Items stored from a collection
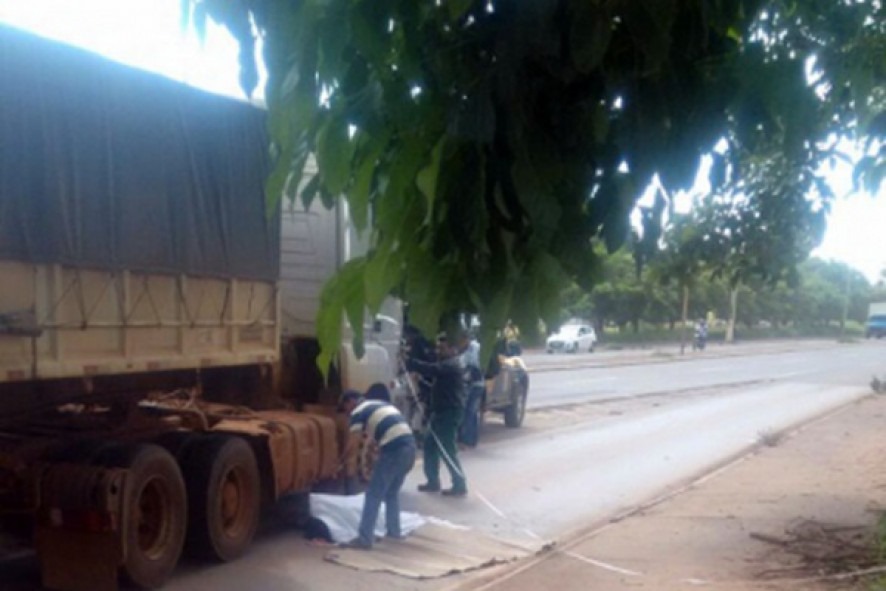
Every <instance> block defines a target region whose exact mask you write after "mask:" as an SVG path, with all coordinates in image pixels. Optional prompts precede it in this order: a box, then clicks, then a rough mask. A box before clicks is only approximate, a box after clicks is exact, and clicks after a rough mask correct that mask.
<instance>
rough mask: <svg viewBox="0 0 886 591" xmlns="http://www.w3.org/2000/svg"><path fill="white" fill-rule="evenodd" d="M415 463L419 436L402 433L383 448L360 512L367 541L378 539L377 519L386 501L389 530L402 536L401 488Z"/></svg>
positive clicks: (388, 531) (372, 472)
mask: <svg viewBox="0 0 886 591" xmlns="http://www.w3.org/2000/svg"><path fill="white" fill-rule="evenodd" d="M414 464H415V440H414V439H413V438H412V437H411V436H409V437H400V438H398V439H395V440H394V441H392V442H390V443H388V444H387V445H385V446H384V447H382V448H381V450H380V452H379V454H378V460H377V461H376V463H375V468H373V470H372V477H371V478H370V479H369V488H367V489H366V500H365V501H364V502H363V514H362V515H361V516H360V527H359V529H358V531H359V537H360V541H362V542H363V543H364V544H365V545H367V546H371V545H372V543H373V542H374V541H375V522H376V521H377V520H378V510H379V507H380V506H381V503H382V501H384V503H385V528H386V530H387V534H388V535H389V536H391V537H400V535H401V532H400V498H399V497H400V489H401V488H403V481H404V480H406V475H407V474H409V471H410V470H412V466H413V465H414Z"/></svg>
---
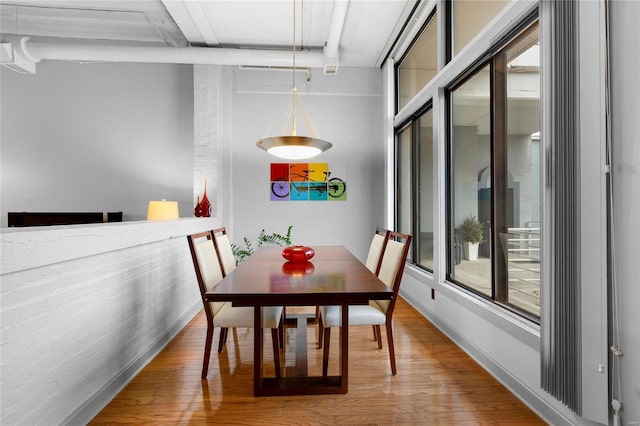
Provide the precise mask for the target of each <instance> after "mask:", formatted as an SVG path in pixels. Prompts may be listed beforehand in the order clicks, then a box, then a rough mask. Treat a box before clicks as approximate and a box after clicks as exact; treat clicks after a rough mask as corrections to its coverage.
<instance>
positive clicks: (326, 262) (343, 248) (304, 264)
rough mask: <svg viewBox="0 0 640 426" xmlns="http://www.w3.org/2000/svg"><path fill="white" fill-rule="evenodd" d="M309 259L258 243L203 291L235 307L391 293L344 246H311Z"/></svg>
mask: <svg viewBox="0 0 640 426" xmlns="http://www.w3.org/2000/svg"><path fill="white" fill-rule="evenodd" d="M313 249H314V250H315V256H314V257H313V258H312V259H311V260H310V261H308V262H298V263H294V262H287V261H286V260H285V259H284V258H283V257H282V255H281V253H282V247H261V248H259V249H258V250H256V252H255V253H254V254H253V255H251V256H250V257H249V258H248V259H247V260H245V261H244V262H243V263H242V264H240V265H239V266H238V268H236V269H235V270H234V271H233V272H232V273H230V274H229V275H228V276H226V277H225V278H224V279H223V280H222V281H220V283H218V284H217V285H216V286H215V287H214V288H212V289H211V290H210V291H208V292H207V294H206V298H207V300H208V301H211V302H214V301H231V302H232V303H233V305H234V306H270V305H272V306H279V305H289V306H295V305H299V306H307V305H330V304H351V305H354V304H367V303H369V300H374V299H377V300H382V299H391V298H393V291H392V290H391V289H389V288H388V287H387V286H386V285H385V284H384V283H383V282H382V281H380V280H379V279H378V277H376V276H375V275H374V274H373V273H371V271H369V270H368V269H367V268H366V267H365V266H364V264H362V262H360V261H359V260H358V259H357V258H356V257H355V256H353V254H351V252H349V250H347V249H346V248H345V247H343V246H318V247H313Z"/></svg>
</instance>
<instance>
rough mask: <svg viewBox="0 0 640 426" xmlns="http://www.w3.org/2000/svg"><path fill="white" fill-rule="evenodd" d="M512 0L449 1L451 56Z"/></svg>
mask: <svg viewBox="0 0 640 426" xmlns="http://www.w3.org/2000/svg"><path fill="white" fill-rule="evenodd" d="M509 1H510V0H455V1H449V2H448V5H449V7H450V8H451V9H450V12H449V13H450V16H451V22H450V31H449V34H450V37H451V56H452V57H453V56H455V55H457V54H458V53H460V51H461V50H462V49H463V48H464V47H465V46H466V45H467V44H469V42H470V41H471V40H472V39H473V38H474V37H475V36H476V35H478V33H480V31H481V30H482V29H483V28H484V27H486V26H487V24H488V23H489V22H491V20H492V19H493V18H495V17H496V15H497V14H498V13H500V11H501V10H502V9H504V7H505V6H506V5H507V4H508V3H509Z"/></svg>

> **What needs to be done**: Return every line of the records above that contains the word "after".

> **Solution for this problem**:
Every <instance> block defines a target region whose exact mask you write after "mask:" as an SVG path, with all coordinates in image pixels. Optional prompts precede it in this order: a box, then clicks, then a rough mask. A box before clicks is only approximate, a box after clicks is exact, and clicks after a rough mask correct that mask.
Provide the precise mask for the target of each <instance> after "mask:", formatted as an SVG path in pixels. Prompts may be listed beforehand in the order clicks, then a box, then a rough mask. Treat a box before clicks as approximate and a box after clicks as exact; treat clicks after a rough mask as corrections to its coverage.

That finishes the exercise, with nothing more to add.